# Aim of the exercise
Convert the entries from the line containing "Segment every instance of the white lower" through the line containing "[[[72,145],[47,157],[46,213],[59,213],[72,199]]]" into a two-column CSV with the headers instruction and polygons. Give one row per entry, put each field in double quotes, and replace line breaks with spaces.

# Input data
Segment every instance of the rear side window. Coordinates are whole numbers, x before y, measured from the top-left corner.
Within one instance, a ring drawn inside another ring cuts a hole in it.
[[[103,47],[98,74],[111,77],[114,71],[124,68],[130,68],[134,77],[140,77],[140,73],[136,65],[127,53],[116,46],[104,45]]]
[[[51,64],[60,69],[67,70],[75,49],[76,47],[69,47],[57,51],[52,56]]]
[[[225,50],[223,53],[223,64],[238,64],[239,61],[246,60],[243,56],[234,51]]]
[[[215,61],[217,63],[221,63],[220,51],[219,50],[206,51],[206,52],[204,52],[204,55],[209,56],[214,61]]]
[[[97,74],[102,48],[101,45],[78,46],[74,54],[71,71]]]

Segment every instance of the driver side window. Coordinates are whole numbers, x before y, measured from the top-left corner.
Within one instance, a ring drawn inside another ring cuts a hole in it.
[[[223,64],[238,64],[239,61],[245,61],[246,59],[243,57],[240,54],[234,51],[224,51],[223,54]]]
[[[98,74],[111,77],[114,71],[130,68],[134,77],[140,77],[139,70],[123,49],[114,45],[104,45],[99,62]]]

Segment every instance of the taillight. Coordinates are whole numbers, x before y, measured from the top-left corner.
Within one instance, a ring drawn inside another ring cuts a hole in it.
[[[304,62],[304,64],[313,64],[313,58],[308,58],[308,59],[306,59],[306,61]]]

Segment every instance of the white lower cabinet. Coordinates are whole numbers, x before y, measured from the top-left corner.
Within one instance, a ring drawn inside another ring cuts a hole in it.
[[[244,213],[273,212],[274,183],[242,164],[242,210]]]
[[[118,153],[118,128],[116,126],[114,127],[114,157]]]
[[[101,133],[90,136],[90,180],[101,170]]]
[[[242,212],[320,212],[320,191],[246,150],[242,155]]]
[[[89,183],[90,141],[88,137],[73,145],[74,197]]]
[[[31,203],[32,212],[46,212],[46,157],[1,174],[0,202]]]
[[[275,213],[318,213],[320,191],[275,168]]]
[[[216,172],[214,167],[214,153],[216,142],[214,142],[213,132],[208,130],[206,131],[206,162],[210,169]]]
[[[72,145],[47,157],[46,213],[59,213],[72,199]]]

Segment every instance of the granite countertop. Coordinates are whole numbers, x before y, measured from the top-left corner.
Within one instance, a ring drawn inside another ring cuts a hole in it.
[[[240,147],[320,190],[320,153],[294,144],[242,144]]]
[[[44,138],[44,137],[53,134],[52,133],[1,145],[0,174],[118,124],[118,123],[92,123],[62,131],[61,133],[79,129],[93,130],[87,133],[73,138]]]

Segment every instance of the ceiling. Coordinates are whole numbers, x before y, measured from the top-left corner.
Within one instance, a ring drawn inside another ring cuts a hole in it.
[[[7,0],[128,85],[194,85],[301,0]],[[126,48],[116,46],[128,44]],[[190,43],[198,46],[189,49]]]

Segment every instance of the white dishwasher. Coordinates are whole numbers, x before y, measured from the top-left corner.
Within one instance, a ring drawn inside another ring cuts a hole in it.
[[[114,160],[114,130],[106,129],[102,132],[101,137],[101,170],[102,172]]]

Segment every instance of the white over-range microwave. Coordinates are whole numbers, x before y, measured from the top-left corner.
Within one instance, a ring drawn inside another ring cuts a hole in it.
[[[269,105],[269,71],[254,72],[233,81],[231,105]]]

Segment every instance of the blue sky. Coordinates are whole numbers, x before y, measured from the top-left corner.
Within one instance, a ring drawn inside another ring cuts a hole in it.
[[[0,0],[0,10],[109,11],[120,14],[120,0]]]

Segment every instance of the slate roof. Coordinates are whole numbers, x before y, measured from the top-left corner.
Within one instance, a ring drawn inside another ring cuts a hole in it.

# Response to the task
instruction,polygons
"Segment every instance of the white lower cabinet. Coordinates are whole numbers, x before y, measured from the top-left corner. Within one instance, a ring drawn inside another ring cuts a hole in it.","[[[244,213],[273,212],[274,183],[242,164],[242,210]]] [[[118,153],[118,128],[116,126],[114,127],[114,157]]] [[[101,133],[90,136],[90,180],[101,170]]] [[[242,212],[320,212],[320,191],[246,150],[242,155]]] [[[89,183],[90,141],[88,137],[73,145],[74,197]]] [[[31,203],[32,212],[46,212],[46,157],[1,174],[0,202]]] [[[275,213],[318,213],[320,191],[275,168]]] [[[216,172],[214,167],[214,153],[216,142],[214,142],[213,132],[208,130],[206,131],[206,162],[210,169]]] [[[72,145],[47,157],[46,213],[59,213],[72,199]]]"